Data supplied ::
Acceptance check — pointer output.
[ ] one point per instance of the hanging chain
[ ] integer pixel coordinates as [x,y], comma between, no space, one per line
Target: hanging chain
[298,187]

Aim of the task :: Write out every line of the entries above again, character for character, with nothing changed.

Answer below ::
Acceptance check — pointer output.
[ ] one point per instance of the hanging chain
[ ] integer pixel coordinates as [x,y], comma between, no space, one per line
Target: hanging chain
[298,187]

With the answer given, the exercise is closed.